§ **What is required**:
Your job is to restate each entry word for word.

** START OF Information supplied **

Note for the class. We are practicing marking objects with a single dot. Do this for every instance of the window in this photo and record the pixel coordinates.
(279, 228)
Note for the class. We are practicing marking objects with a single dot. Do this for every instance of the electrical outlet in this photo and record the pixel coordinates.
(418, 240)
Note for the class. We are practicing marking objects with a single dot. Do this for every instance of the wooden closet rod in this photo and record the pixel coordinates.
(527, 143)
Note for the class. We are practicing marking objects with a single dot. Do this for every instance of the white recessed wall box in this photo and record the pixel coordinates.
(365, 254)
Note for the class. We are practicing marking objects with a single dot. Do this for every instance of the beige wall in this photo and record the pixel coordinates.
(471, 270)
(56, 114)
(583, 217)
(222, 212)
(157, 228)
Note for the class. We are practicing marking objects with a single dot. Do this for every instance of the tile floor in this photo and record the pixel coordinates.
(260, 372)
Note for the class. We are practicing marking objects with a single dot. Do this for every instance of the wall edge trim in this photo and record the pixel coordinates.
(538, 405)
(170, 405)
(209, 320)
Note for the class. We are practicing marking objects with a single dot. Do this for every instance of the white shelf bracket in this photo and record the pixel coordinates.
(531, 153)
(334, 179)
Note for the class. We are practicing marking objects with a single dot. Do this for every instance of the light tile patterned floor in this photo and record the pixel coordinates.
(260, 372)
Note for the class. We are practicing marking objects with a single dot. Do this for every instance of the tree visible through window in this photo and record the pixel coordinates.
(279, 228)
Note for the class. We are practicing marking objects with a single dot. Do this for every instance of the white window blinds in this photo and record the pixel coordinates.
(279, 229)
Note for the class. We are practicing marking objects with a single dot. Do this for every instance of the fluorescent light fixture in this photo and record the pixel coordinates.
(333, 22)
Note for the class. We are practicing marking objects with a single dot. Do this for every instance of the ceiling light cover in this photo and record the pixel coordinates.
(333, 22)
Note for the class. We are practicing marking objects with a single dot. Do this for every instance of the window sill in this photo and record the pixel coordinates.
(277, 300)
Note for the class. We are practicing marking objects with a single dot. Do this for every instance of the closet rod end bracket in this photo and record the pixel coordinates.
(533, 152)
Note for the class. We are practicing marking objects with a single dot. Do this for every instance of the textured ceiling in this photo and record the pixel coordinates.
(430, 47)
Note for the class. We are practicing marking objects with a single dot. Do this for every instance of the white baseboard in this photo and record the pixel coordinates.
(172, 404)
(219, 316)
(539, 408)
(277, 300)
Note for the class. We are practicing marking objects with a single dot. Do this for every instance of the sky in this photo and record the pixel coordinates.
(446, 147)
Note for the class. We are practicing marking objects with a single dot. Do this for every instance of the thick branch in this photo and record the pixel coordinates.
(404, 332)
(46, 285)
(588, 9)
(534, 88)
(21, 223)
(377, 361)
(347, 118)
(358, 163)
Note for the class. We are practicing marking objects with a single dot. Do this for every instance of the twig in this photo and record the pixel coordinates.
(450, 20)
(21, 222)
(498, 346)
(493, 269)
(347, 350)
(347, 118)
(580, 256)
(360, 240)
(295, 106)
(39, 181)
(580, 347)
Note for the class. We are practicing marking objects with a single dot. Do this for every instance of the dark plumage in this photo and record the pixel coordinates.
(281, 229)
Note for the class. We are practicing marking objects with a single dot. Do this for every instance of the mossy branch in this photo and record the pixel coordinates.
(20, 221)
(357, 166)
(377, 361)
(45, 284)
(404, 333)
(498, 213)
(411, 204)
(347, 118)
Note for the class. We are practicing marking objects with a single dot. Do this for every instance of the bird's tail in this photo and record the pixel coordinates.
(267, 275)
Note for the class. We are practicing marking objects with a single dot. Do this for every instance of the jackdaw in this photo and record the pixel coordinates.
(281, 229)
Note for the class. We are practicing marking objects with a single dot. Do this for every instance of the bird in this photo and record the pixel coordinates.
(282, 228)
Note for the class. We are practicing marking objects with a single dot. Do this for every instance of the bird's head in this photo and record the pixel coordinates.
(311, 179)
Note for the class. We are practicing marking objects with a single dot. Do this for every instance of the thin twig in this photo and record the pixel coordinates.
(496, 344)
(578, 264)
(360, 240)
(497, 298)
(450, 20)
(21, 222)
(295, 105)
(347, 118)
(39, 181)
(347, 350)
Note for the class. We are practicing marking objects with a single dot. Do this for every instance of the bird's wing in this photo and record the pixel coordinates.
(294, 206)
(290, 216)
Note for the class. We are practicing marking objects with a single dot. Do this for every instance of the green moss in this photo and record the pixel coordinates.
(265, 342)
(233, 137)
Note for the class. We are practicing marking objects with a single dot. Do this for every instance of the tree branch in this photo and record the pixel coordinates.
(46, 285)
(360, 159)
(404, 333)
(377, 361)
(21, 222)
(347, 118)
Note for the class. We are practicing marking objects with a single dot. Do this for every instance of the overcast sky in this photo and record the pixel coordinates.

** END OF Information supplied **

§ **Task answer**:
Note for the class. We are practicing marking objects with a single dot. Do this for every instance of the window in this photo and record the pixel coordinates.
(279, 228)
Note for the class. We are practicing marking objects with a single dot. Do this for every instance of the electrical outlet in this photo and record the pixel coordinates.
(418, 240)
Note for the class. We are practicing marking objects with a single dot. Do this for every instance of the wooden closet rod in this photo and record the pixel coordinates.
(527, 143)
Note for the class. We are practicing marking objects with a single dot. Do this for every instance of the white recessed wall box in this photo and record the pixel coordinates.
(365, 254)
Note for the class. We are practicing marking objects with a single dot. Do this for every instance of the beige wall in this photo and record the pixel coordinates.
(471, 270)
(56, 114)
(583, 217)
(222, 212)
(157, 228)
Note for the class. We are practicing marking objects with a single dot. Do this for every instance of the tile floor in this photo and record the pixel coordinates.
(260, 372)
Note for the class. We are practicing marking objects with a single dot. Do this for every instance of the wall edge trim in this photo and record the pixel coordinates.
(538, 405)
(170, 405)
(209, 320)
Note for the class. We are practicing marking objects with a single dot. Do this for every instance of the white shelf bracket in this photo and record the pixel coordinates.
(531, 153)
(334, 179)
Note for the class. We are practicing marking objects with a single dot. Do this for every instance of the light tile patterned floor in this photo and record the pixel coordinates.
(260, 372)
Note for the class. We are practicing marking objects with a single dot. Do this for every instance of the tree visible through window in this photo and record the pixel coordinates.
(279, 228)
Note for the class. We are practicing marking objects with a single dot. Do this for every instance of the white window blinds in this photo and record the pixel coordinates.
(279, 229)
Note for the class. We are practicing marking objects with a single dot. Do this for every instance of the fluorescent light fixture in this photo and record the pixel coordinates.
(333, 22)
Note for the class. We are practicing marking objects with a single dot. Do this for every instance of the ceiling light cover in this photo and record the pixel coordinates.
(333, 22)
Note for the class. We are practicing marking objects with a single dot. Do this for every instance of the window sill in this photo and record the pixel coordinates.
(277, 300)
Note for the class. We are practicing marking objects with a single dot. Do this for every instance of the closet rod end bracket in this photo and record the pixel coordinates.
(533, 152)
Note for the class. We are practicing marking objects with a single dot. Do this for every instance of the textured ceiling in this photo and record the pixel coordinates.
(430, 47)
Note for the class. We are practicing marking objects with a single dot. Do this for every instance of the white baseboard in this photo and record the pixel coordinates.
(172, 404)
(219, 316)
(539, 408)
(277, 300)
Note for the class. We are practicing marking objects with a single dot. Do this for every instance of the sky in this photo and record the pixel coordinates.
(446, 147)
Note for the class. We are practicing marking objects with a single dot. Do this for every instance of the thick branch in this photo and record the pixel coordinates.
(404, 332)
(46, 285)
(588, 9)
(534, 88)
(21, 223)
(377, 361)
(347, 118)
(358, 163)
Note for the class. We are practicing marking objects with a single dot. Do this for every instance of the twig in this photo and record the pixel coordinates.
(450, 20)
(21, 222)
(498, 346)
(493, 269)
(347, 350)
(347, 118)
(580, 256)
(360, 240)
(295, 106)
(39, 181)
(580, 347)
Note for the class. We are practicing marking objects with a single dot. Do this for every instance of the dark plumage in this photo and record the pixel coordinates.
(281, 229)
Note for the class. We are practicing marking objects with a single dot. Do this for every instance of the mossy branch in this photo and record the pixel coordinates.
(20, 221)
(357, 166)
(377, 361)
(45, 284)
(404, 333)
(498, 213)
(411, 204)
(347, 118)
Note for the class. We are practicing marking objects with a single dot. Do this for every instance of the bird's tail in this photo and record the pixel coordinates.
(267, 275)
Note for the class. We are practicing marking objects with a single dot. Do this for every instance of the jackdaw in this photo and record the pixel coordinates.
(281, 229)
Note for the class. We are practicing marking objects with a single dot. Do this for every instance of the bird in this photo and record the pixel coordinates.
(282, 228)
Note for the class. We are practicing marking objects with a single dot. Do this for every instance of the bird's head in this photo and record the pixel coordinates.
(311, 179)
Note for the class. We are practicing marking objects with a single dot. Do this for every instance of the thin twig in this photo and record the pixel coordinates.
(496, 344)
(578, 264)
(360, 240)
(497, 298)
(450, 20)
(21, 222)
(295, 105)
(347, 118)
(39, 181)
(347, 350)
Note for the class. We are practicing marking objects with a single dot. Do this for every instance of the bird's wing in this photo and record the pixel coordinates.
(294, 206)
(290, 216)
Note for the class. We are practicing marking objects with a single dot. Do this for every instance of the green moss in this photo and record the pixel coordinates.
(265, 342)
(233, 137)
Note for the class. We are practicing marking objects with a single dot. Do this for every instance of the tree branch in this photo and record the pixel coordinates.
(46, 285)
(360, 159)
(404, 333)
(377, 361)
(21, 222)
(347, 118)
Note for the class. We are practicing marking objects with a single dot. Do this for every instance of the overcast sky in this photo and record the pixel coordinates.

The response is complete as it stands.